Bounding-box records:
Begin
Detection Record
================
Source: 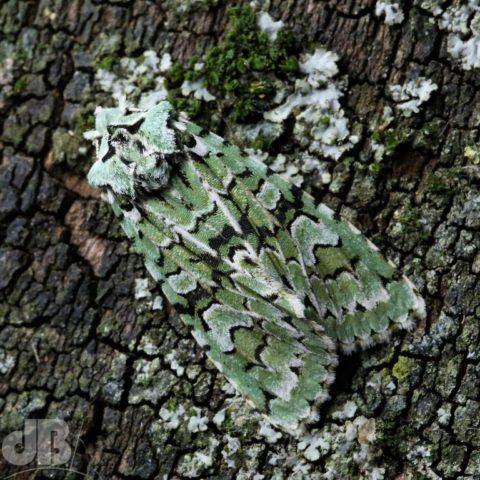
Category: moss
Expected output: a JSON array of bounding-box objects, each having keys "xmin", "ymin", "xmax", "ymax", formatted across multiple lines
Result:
[
  {"xmin": 13, "ymin": 77, "xmax": 28, "ymax": 94},
  {"xmin": 167, "ymin": 7, "xmax": 302, "ymax": 122},
  {"xmin": 165, "ymin": 397, "xmax": 180, "ymax": 412},
  {"xmin": 463, "ymin": 145, "xmax": 480, "ymax": 165},
  {"xmin": 392, "ymin": 355, "xmax": 415, "ymax": 382},
  {"xmin": 96, "ymin": 55, "xmax": 117, "ymax": 70},
  {"xmin": 372, "ymin": 127, "xmax": 412, "ymax": 156}
]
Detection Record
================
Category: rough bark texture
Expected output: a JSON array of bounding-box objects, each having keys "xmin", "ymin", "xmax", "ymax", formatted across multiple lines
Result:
[{"xmin": 0, "ymin": 0, "xmax": 480, "ymax": 479}]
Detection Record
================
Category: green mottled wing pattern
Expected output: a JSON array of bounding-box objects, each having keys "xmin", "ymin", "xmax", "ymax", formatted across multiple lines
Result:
[{"xmin": 85, "ymin": 102, "xmax": 423, "ymax": 432}]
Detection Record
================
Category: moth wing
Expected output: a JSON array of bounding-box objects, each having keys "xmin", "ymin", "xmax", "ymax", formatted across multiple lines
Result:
[
  {"xmin": 182, "ymin": 123, "xmax": 425, "ymax": 352},
  {"xmin": 123, "ymin": 212, "xmax": 337, "ymax": 433}
]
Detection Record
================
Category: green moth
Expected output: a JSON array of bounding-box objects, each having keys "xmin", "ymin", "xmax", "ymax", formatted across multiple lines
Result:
[{"xmin": 86, "ymin": 101, "xmax": 425, "ymax": 433}]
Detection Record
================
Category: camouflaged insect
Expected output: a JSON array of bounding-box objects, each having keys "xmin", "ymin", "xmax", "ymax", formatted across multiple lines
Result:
[{"xmin": 86, "ymin": 102, "xmax": 424, "ymax": 433}]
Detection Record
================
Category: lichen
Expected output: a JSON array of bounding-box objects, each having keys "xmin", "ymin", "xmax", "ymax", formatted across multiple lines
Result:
[{"xmin": 392, "ymin": 355, "xmax": 415, "ymax": 383}]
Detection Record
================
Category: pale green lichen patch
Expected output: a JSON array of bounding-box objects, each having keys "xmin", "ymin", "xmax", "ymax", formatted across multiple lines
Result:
[{"xmin": 392, "ymin": 355, "xmax": 415, "ymax": 383}]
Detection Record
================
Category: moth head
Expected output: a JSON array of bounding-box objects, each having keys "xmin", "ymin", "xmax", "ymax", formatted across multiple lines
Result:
[{"xmin": 84, "ymin": 101, "xmax": 177, "ymax": 199}]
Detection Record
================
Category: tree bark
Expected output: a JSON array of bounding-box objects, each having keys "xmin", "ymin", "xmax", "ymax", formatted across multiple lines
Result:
[{"xmin": 0, "ymin": 0, "xmax": 480, "ymax": 480}]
End
**What is asked:**
Count the lines in the bounding-box records above that contain the string "bark", treating uppercase and lowercase as different. Reply with the number alone.

**Reply to the exercise:**
2